Supplied material »
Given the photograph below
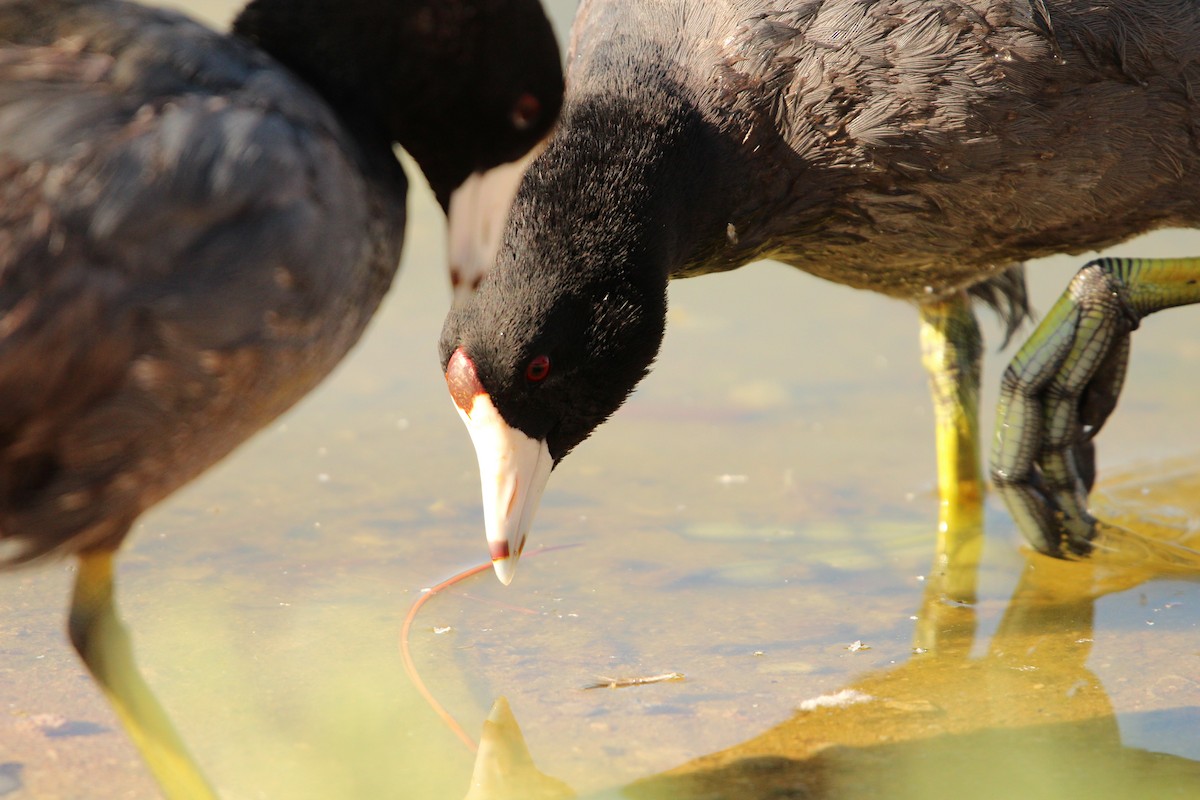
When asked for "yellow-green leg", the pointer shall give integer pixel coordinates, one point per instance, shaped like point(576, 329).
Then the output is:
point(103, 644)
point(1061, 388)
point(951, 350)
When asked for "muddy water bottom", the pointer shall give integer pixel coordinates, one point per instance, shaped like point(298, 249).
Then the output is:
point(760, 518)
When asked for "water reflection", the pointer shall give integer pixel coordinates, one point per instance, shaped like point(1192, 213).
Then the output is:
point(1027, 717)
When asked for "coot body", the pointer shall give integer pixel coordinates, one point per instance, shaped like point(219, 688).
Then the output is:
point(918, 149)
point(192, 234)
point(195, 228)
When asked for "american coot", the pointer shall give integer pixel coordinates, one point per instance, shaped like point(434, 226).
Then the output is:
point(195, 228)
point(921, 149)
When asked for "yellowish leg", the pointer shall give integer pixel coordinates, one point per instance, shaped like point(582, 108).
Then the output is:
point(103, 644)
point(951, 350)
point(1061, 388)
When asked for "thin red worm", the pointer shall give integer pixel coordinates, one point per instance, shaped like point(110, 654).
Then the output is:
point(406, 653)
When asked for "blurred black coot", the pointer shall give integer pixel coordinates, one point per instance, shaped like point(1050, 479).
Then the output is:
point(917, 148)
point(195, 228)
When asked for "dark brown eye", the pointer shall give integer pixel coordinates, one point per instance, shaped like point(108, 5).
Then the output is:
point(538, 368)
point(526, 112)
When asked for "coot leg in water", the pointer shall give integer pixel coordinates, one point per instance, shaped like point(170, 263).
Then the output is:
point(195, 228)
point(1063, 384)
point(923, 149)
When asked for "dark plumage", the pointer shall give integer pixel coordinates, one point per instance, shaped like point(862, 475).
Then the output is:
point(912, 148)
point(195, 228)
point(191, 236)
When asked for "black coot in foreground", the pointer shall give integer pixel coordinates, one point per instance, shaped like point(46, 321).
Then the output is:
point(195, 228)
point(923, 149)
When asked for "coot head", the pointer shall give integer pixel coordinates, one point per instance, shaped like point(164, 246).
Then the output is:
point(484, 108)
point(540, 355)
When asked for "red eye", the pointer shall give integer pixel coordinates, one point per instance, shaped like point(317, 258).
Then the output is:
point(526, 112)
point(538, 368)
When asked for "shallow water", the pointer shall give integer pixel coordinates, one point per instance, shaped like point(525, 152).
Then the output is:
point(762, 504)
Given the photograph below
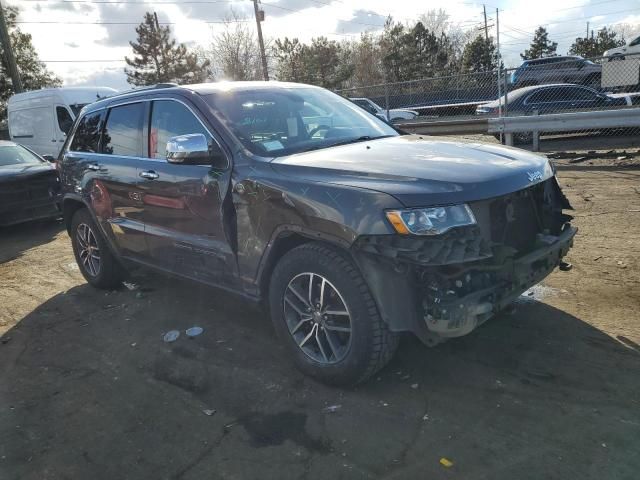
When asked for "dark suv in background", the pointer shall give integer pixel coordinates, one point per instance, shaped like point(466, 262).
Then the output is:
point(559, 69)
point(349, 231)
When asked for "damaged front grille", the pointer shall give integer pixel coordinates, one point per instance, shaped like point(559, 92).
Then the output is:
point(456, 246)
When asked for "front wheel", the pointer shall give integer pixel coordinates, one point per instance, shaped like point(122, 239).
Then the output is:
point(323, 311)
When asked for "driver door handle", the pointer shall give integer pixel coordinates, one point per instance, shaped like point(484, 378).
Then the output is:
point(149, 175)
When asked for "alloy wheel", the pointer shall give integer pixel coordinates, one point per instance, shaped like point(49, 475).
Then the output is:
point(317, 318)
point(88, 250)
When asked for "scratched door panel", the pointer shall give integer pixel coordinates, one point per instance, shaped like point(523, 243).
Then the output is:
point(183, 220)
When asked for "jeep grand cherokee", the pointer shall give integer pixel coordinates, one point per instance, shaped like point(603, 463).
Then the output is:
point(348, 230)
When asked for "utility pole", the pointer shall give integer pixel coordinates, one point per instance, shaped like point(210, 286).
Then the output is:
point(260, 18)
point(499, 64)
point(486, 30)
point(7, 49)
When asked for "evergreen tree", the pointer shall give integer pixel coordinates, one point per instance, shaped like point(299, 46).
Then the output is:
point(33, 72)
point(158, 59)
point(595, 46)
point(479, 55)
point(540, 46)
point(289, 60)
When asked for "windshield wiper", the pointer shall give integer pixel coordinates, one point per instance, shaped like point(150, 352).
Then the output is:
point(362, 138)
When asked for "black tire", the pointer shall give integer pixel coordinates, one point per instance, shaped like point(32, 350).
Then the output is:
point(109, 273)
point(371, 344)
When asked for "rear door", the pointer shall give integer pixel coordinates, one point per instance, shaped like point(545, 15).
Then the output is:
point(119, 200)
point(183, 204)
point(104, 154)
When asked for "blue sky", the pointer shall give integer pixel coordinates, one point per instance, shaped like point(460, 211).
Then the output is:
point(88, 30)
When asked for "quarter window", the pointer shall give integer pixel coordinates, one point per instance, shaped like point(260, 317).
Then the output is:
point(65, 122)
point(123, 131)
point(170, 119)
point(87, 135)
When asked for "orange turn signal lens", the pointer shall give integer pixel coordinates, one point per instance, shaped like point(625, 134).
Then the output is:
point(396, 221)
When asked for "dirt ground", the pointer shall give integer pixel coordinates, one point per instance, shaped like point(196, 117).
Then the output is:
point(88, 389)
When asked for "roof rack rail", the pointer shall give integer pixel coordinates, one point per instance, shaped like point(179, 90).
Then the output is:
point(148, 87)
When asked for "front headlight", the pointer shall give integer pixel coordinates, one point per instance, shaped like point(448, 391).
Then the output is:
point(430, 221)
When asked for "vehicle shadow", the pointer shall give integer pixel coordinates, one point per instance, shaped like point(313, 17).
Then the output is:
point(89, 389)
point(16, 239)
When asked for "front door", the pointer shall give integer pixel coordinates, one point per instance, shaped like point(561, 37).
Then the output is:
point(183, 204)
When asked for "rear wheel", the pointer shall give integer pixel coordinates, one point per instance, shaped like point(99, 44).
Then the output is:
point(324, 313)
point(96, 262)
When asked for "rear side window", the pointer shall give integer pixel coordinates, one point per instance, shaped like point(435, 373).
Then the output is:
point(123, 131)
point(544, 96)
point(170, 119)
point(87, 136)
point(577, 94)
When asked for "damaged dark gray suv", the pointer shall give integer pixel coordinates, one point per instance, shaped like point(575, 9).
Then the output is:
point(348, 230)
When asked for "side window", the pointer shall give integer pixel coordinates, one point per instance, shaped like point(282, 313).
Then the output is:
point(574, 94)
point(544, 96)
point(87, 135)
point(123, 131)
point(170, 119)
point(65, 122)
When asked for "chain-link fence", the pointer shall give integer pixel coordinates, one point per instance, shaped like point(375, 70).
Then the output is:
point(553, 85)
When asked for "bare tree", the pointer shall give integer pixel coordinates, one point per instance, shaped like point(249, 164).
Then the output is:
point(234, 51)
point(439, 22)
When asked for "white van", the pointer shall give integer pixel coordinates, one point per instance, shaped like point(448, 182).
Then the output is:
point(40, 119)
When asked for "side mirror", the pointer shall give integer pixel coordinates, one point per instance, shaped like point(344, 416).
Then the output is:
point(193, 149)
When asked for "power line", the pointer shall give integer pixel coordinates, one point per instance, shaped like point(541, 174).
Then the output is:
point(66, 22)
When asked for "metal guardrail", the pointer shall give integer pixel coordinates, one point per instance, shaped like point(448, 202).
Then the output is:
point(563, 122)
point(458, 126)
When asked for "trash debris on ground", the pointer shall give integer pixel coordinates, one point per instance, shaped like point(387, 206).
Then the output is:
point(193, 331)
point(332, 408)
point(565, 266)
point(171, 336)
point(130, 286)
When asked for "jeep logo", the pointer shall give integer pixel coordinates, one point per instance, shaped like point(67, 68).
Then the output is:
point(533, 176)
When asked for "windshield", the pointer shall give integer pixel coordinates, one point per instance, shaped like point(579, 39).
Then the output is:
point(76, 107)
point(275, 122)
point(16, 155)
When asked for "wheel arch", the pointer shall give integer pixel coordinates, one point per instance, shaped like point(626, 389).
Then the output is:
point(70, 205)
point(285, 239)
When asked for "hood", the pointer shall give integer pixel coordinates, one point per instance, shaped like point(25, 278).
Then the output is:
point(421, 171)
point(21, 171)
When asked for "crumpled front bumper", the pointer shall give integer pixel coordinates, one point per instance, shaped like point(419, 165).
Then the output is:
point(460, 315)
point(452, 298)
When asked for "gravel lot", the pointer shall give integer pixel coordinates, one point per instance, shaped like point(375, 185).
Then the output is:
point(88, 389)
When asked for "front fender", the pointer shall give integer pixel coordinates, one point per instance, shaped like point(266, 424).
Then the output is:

Your task » Pick out and copy the lines of the entries that hold the string "damaged".

Exercise response »
When asked for "damaged front grille", the pointer shall give integer pixel coordinates, one point per instance, shaped like point(559, 92).
When asked for "damaged dark gray suv", the pointer shall give integer pixel coordinates, one point per instance, shaped like point(575, 9).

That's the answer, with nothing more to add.